**Dataset entries:**
----

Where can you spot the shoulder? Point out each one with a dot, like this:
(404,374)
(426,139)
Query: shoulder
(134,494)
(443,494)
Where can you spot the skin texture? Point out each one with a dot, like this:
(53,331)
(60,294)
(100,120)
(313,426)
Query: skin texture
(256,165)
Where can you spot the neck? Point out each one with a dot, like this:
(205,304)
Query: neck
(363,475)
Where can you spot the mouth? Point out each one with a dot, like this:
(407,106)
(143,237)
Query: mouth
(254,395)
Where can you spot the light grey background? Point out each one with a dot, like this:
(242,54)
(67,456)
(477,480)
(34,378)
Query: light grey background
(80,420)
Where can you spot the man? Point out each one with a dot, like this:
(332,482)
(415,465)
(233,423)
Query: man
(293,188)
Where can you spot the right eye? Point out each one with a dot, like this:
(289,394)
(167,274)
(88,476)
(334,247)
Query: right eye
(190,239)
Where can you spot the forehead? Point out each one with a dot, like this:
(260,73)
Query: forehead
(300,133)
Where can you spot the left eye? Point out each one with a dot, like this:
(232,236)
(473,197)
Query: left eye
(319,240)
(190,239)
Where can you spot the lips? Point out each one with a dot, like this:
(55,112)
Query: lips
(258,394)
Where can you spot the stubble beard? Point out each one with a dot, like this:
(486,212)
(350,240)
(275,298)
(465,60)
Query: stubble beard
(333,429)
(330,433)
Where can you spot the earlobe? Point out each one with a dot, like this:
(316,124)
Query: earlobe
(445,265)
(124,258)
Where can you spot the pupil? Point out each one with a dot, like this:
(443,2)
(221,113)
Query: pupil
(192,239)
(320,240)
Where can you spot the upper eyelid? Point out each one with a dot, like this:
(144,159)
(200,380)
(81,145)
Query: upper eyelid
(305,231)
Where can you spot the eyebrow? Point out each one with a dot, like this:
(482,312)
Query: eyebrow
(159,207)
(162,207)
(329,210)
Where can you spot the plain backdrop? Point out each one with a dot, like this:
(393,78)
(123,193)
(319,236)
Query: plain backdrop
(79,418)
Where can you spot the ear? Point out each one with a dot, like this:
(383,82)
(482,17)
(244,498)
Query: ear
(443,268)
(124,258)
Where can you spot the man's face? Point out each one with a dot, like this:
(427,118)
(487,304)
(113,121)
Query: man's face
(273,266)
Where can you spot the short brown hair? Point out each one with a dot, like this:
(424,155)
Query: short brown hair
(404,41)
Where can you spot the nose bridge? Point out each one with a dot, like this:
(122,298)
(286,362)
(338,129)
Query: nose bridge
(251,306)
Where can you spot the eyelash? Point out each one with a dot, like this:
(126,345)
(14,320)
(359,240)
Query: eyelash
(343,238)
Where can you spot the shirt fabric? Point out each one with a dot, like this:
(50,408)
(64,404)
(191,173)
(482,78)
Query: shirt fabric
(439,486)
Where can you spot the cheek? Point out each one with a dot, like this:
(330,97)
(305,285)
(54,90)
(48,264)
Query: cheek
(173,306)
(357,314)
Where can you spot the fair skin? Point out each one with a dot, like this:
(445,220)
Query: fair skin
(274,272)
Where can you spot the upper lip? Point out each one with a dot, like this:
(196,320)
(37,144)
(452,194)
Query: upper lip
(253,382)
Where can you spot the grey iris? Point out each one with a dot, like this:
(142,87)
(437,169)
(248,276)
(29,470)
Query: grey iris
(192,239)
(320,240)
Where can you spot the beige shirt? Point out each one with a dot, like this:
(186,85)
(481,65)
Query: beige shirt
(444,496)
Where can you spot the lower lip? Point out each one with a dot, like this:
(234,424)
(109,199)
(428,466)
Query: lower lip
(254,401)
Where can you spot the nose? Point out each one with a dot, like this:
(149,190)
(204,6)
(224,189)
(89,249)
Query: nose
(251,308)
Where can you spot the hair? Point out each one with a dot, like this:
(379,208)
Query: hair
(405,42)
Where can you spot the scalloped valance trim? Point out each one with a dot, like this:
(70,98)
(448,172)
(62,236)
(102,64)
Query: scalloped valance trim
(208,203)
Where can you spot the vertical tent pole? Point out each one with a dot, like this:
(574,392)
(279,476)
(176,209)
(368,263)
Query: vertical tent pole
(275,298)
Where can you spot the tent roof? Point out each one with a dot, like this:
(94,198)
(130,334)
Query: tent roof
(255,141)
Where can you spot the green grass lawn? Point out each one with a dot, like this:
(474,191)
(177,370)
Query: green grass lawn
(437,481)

----

**Problem to work on:** The full set of entries above has to be restated exactly.

**Answer:**
Where can you spot the shoulder? Point out each one with a dot, like this:
(404,374)
(426,139)
Query: shoulder
(134,494)
(443,494)
Where can you spot the skin texture? Point out each one with a dot, like this:
(53,331)
(60,294)
(100,120)
(313,426)
Query: skin texture
(256,165)
Where can you spot the neck? Point out each one with a dot, like this:
(205,304)
Query: neck
(363,475)
Where can you spot the mouth? Point out each one with a dot, like this:
(407,106)
(143,237)
Query: mouth
(254,395)
Where can you spot the light grey background? Point out each one with a dot, like this:
(242,54)
(67,456)
(477,480)
(34,378)
Query: light grey background
(80,420)
Where can you spot the man? Point out each one with a dot, like this:
(332,482)
(415,465)
(233,423)
Query: man
(293,188)
Where can you spot the right eye? Point out each one with a dot, like this:
(289,394)
(167,274)
(88,476)
(334,247)
Query: right eye
(190,239)
Where can you spot the forehead? Point out each one with a dot, like this:
(260,73)
Query: forehead
(300,133)
Where can you spot the left eye? Point out each one with a dot, like this:
(232,236)
(473,197)
Query: left eye
(319,240)
(190,239)
Where can you spot the lips? Point out each one with a dot, like this:
(55,112)
Query: lips
(258,394)
Where can you spot the stubble beard? Point out each one with a dot, like this:
(486,212)
(350,240)
(275,298)
(465,60)
Query: stubble beard
(333,429)
(330,433)
Where can you spot the earlobe? Point out each one with a dot, like this:
(316,124)
Query: earlobe
(445,265)
(124,258)
Where can you spot the pupil? Point out each one with a dot, like this:
(443,2)
(221,113)
Query: pupil
(192,239)
(320,240)
Where can you spot the upper eyelid? Point out each one with a dot, like this:
(144,159)
(200,380)
(81,145)
Query: upper eyelid
(305,231)
Where can you spot the eyebrow? Point out each one with a dot, like this:
(482,312)
Query: eyebrow
(159,207)
(162,207)
(329,210)
Where can you spot the plain backdrop? Point out each one with a dot, like this:
(393,78)
(123,193)
(319,236)
Query: plain backdrop
(79,418)
Where can you spot the ear? Point out each one with a dot, like this:
(383,82)
(482,17)
(244,498)
Query: ear
(443,268)
(124,258)
Where can you spot the man's face? Point out each one with a dot, like this:
(427,118)
(487,304)
(113,121)
Query: man's face
(273,266)
Where can you spot the short brown hair? Point out each one with a dot, like this:
(424,155)
Query: short brown hair
(404,41)
Where can you spot the nose bridge? Point out each one with a dot, like this:
(122,298)
(286,362)
(338,129)
Query: nose bridge
(251,306)
Where can you spot the eyelash? Point out each one with a dot, like this:
(126,345)
(14,320)
(359,240)
Query: eyelash
(343,238)
Where can you spot the shirt fabric? Point out each one with a dot, like this:
(50,408)
(64,404)
(191,173)
(482,78)
Query: shirt fabric
(439,486)
Where can you spot the cheek? Point out each one with a dot, like this:
(330,97)
(305,285)
(54,90)
(48,264)
Query: cheek
(173,306)
(357,314)
Where can you spot the fair skin? Point out each one with a dot, like this:
(445,220)
Query: fair skin
(274,272)
Where can you spot the upper lip? Point out each one with a dot, like this:
(196,320)
(37,144)
(452,194)
Query: upper lip
(253,382)
Where can you spot the grey iris? Point out each one with a dot, like this:
(142,87)
(437,169)
(248,276)
(29,470)
Query: grey iris
(192,239)
(320,240)
Where can you spot the beige shirt? Point out each one with a dot, like this:
(186,85)
(481,65)
Query: beige shirt
(444,496)
Where can you spot the lower lip? Point out each one with a dot, like this:
(234,424)
(109,199)
(428,466)
Query: lower lip
(254,401)
Where can you spot the nose? Point out each one with a dot, like this:
(149,190)
(204,6)
(224,189)
(89,249)
Query: nose
(251,308)
Where can you spot the hair? Point out each one with a dot, like this:
(379,208)
Query: hair
(405,42)
Where can you spot the scalloped valance trim? Point out each one with a dot, like this:
(70,98)
(448,172)
(62,236)
(102,64)
Query: scalloped valance trim
(208,203)
Where can you spot the vertical tent pole? Point out each one with a dot, like this:
(574,392)
(279,476)
(176,209)
(368,263)
Query: vertical tent pole
(275,298)
Where can you spot the tent roof? Point out each one with a dot, like this:
(94,198)
(130,334)
Query: tent roof
(255,141)
Where can you spot the green grass lawn? Point out each one with a dot, like this:
(474,191)
(177,370)
Query: green grass lawn
(437,481)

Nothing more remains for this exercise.